-------- Given information

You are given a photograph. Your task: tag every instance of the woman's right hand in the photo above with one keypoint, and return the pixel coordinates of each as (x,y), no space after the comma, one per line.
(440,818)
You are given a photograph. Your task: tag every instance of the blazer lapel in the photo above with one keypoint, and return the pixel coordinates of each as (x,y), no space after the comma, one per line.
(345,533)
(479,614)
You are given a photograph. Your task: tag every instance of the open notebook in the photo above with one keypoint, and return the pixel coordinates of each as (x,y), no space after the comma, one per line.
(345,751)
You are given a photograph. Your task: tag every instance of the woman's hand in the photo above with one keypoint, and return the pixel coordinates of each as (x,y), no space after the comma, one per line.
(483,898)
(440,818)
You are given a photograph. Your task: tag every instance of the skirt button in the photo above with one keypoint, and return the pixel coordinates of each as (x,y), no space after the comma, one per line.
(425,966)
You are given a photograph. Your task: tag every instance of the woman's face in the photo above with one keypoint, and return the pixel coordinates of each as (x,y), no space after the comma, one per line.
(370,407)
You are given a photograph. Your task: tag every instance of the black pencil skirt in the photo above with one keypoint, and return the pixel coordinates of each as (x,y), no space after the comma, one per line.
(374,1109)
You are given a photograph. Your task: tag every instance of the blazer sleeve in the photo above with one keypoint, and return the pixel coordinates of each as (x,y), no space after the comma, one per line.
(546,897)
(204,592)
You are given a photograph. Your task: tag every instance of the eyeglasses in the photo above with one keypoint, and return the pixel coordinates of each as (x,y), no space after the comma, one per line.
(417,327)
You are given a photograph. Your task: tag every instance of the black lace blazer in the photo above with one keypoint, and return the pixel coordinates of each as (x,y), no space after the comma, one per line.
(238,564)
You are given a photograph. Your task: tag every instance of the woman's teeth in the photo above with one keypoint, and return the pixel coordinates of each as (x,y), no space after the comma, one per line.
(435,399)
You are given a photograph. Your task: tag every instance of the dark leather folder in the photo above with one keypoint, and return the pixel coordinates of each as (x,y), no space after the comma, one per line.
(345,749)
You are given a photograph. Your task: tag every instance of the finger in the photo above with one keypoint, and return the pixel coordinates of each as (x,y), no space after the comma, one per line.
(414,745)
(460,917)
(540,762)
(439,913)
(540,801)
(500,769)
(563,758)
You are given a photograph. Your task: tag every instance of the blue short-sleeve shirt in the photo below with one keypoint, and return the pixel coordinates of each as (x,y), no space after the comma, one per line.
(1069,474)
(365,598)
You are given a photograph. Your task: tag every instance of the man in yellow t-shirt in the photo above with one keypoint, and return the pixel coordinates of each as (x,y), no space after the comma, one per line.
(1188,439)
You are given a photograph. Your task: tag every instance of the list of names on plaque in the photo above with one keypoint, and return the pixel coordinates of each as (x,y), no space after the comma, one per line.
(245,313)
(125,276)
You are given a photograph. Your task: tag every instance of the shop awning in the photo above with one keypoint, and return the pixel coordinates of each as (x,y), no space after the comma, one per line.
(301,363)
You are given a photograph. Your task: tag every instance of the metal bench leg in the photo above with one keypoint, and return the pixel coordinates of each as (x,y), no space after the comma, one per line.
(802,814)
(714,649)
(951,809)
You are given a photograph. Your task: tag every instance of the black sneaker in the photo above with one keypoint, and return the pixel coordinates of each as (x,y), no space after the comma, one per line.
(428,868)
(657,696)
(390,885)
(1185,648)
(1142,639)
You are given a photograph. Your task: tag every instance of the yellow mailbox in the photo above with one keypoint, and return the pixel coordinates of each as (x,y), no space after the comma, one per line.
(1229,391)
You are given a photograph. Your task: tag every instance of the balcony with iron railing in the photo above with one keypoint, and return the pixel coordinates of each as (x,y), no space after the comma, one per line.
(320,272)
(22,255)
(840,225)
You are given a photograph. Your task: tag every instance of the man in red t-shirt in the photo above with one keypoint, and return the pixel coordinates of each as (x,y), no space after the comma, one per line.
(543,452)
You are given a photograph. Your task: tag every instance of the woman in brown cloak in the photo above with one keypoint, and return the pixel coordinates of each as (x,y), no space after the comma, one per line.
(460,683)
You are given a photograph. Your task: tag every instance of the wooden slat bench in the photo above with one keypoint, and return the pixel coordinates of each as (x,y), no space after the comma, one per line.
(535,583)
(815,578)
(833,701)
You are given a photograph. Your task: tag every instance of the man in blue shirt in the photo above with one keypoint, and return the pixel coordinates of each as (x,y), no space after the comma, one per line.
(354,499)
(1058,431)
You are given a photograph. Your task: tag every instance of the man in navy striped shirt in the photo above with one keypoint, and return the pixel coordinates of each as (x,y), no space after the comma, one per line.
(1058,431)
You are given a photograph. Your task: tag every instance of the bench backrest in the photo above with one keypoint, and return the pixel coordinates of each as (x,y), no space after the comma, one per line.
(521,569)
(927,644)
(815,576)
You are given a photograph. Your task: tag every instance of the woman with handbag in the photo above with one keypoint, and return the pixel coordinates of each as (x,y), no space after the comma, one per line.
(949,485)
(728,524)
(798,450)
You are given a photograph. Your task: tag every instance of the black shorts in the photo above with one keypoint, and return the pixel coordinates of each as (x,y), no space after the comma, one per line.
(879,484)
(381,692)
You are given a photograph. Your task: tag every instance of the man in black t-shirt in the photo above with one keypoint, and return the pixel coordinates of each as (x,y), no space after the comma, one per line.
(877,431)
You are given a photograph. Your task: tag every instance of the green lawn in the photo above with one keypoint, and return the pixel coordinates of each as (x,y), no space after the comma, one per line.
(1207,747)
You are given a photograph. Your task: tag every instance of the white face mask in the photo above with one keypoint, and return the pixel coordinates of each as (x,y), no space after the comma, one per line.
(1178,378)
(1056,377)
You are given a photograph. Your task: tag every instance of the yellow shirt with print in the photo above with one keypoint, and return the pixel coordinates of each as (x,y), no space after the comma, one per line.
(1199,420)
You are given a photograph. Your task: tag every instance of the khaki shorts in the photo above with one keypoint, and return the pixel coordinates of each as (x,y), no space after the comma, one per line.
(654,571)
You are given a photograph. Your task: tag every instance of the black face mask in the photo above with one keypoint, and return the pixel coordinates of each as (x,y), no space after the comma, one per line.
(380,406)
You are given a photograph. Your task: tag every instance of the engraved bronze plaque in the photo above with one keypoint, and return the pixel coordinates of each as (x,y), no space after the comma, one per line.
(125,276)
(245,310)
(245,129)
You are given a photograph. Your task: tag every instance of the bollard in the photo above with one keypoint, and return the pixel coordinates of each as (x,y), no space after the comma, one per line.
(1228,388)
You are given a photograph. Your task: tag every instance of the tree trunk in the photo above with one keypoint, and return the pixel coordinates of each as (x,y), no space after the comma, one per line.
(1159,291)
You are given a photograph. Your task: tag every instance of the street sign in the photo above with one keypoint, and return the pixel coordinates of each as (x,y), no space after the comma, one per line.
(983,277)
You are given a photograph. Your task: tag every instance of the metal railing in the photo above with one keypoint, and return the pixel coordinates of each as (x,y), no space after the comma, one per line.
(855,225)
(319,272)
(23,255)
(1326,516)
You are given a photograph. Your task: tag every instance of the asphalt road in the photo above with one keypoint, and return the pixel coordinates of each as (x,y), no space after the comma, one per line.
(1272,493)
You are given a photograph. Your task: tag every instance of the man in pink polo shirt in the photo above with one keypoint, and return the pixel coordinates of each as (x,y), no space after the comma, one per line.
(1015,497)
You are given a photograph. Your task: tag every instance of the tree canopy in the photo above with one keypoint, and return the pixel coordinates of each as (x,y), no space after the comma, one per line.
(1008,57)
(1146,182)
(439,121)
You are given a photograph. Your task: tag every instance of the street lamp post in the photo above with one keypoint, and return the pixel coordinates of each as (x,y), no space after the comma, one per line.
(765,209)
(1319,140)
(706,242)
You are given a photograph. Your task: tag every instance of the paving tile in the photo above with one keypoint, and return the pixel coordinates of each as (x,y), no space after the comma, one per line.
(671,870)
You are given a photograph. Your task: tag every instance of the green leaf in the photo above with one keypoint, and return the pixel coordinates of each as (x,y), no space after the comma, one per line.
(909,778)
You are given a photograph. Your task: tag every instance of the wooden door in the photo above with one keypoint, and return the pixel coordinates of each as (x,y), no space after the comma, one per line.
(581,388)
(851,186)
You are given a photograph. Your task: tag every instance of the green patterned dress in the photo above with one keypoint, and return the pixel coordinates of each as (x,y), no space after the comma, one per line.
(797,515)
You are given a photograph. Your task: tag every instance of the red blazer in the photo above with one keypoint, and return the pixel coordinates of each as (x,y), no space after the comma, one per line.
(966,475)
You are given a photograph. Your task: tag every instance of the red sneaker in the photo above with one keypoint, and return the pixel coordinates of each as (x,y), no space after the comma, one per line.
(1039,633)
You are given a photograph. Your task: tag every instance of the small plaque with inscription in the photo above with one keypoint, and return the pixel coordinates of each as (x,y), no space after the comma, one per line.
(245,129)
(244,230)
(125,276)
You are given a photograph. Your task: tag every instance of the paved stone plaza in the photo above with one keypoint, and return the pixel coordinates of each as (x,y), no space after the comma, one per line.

----------------

** About this task **
Copy exactly the lines running from the one that holds "of the small" to the last line of the listing above. Include both of those lines.

** Answer box **
You are given a photograph. Your task: tag every instance of the small plaque with inscription in the photo above with one keypoint, and return the pixel coordinates of each as (x,y), no space after the comma, one per line.
(245,129)
(244,230)
(125,276)
You are given a photograph. Your task: tag every instance of the paved stone plaza in the photo above with one keypoint, and return the pixel coordinates of each as (x,y), no space after the comma, one per line.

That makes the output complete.